▶ **DOCUMENT EXCERPT**
The problem: Financing is overly leveraged toward basic laboratory research. Funding dedicated to advancing biotech innovations showing clinical promise remains limited. This results in an insufficient quantity of technologies showing early promise entering the product development pipeline.
In 2016, the US government dedicated approximately $5 billion to the National Cancer Institute in support of cancer research activities at academic institutions in the US. The very same year, approximately 29,000 research papers were produced, 1,800 US patents covering biotech innovations were issued and 20 cancer drugs were approved by the FDA. While most of the public efforts to combat cancer have been devoted to funding research and have resulted in volumes of information, the data argues for greater support for advancing biotech innovations toward FDA approval.
The way our current war on cancer is being fought, where public dollars are almost entirely being dedicated to cancer research, is essentially unproductive. There is a need to raise awareness on how the war on cancer is being fought and why a shift towards supporting biotech innovation is key to improving outcomes.

▶ **DATASET EXCERPTS**
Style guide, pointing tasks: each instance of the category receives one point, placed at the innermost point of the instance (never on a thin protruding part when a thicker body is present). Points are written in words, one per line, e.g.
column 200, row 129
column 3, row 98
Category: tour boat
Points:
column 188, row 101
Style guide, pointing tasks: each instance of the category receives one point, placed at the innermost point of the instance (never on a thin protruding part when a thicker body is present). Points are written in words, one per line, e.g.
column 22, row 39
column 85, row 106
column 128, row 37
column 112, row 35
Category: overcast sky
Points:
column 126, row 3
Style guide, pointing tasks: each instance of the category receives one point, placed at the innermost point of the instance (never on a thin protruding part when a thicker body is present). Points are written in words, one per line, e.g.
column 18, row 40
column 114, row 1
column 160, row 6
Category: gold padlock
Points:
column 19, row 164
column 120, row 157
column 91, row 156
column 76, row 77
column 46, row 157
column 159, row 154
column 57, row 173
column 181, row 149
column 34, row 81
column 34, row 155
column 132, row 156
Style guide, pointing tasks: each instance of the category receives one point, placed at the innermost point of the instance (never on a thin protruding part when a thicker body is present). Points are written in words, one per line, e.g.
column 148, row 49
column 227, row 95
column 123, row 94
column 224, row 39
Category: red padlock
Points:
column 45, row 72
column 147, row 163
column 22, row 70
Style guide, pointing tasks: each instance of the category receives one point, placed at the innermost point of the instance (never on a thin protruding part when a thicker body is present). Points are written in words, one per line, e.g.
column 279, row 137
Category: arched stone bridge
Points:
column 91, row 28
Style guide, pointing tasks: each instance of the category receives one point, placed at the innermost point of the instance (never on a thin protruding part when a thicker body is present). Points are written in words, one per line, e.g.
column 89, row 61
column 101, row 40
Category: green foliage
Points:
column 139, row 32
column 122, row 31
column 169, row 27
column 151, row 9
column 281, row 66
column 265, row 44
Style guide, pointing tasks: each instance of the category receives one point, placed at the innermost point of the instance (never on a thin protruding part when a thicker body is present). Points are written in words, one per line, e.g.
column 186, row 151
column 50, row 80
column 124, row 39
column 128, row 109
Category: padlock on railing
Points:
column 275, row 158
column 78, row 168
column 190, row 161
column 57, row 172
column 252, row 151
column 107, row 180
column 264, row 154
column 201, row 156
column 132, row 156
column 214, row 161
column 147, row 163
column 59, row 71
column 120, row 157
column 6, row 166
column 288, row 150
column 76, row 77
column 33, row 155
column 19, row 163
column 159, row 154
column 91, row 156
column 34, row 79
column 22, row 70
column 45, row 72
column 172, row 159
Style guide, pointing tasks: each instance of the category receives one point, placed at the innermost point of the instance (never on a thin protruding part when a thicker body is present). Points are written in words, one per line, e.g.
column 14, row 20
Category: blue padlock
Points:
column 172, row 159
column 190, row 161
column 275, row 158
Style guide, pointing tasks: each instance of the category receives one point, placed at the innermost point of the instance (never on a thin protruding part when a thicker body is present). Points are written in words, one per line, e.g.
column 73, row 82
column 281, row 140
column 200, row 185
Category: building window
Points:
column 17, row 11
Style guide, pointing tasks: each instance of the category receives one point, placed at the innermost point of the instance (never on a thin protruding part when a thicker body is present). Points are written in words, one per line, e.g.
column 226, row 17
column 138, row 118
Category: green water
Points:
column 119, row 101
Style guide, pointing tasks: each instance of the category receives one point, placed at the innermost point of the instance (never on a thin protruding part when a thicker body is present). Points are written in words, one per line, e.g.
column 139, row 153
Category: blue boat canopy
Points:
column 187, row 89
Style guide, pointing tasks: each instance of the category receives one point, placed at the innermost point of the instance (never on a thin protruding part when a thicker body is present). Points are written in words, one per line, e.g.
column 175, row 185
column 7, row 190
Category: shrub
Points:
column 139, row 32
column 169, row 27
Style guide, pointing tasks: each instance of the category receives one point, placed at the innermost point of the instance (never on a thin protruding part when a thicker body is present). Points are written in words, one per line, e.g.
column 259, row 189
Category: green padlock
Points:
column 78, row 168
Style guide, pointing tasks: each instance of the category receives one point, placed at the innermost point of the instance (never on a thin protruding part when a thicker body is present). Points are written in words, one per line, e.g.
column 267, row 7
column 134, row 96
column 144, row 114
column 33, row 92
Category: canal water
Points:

▶ **TO DO**
[1] From the passage on cancer research funding, list each figure it reports for the year 2016, along with what that figure counts.
[2] Translate this sentence from the passage on cancer research funding into Spanish: "The way our current war on cancer is being fought, where public dollars are almost entirely being dedicated to cancer research, is essentially unproductive."
[3] Extend the passage on cancer research funding with a few sentences that pick up after its final one.

▶ **WRITTEN RESPONSES**
[1]
- Approximately $5 billion dedicated by the US government to the National Cancer Institute
- Approximately 29,000 research papers produced
- 1,800 US patents covering biotech innovations issued
- 20 cancer drugs approved by the FDA

[2] La forma en que se está librando nuestra actual guerra contra el cáncer, en la que el dinero público se dedica casi por completo a la investigación del cáncer, es esencialmente improductiva.

[3]
Background: The “war” on cancer has been raging for 40 plus years. It was officially launched in 1971 when President Nixon signed the National Cancer Act. The legislation represented a national commitment to combat cancer, which by 1970 had become the second leading cause of death in the United States. Today, cancer remains the second leading cause of death behind heart disease. While there has been major progress in our understanding of cancer, treatment for many cancers has not dramatically progressed.
What have we learned so far? First, cancer is not one disease, but hundreds of diseases. Second, cancer can strike anyone, of any age, of any socioeconomic background or ethnicity. Cancer does not discriminate. The biggest risk factor for getting cancer is aging, which means that every living being on the planet is at risk for getting cancer at some point in his or her life time. Finally, it is well understood that there is no single “cause” for cancer. Most cancers are “random” and happen because of mistakes made to the DNA during cell division. In other words, getting cancer for most people is simply due to bad luck, while for others it may be due to genetic or environmental causes.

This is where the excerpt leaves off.